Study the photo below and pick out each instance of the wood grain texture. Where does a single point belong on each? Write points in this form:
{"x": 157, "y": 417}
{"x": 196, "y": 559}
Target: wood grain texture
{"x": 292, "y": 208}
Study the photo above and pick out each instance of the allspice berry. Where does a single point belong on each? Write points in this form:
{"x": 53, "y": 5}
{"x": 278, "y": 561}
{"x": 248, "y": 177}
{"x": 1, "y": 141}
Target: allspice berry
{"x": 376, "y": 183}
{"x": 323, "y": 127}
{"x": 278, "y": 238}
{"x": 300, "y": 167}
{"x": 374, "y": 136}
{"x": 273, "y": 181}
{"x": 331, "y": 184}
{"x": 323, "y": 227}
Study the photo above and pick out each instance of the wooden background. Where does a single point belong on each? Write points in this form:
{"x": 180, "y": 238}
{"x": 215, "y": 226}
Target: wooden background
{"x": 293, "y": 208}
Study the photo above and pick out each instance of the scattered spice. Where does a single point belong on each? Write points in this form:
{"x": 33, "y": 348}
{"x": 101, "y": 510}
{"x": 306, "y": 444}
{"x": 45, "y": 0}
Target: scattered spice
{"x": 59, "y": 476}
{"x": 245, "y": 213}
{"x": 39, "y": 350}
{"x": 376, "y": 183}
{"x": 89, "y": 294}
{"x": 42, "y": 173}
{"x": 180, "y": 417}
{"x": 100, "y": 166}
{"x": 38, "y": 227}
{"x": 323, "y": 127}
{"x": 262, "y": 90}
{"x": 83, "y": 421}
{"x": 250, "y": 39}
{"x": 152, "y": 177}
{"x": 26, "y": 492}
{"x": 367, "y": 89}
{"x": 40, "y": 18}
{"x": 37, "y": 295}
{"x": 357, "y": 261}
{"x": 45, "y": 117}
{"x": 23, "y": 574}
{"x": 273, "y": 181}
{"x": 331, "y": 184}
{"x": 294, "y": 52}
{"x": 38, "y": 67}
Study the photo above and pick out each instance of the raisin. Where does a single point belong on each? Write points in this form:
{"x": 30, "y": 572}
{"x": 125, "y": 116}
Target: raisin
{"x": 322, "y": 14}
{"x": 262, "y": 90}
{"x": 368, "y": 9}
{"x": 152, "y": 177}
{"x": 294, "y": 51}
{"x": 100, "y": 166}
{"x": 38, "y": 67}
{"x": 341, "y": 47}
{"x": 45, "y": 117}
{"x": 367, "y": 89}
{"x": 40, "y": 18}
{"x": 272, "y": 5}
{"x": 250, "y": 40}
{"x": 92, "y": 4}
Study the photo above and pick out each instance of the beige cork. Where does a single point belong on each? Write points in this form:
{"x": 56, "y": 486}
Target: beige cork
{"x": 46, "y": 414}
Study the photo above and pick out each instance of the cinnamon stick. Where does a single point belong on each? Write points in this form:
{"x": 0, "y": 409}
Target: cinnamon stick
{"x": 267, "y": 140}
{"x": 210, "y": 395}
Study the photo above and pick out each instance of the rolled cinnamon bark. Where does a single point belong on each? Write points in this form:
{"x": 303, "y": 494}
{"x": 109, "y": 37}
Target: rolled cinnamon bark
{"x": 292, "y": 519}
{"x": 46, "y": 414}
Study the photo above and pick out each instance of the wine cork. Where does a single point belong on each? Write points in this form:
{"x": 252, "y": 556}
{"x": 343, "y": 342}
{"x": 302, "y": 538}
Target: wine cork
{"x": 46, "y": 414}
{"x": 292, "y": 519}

Work order
If a line in the data holds the word "above", count it, then state the total alone.

Output below
8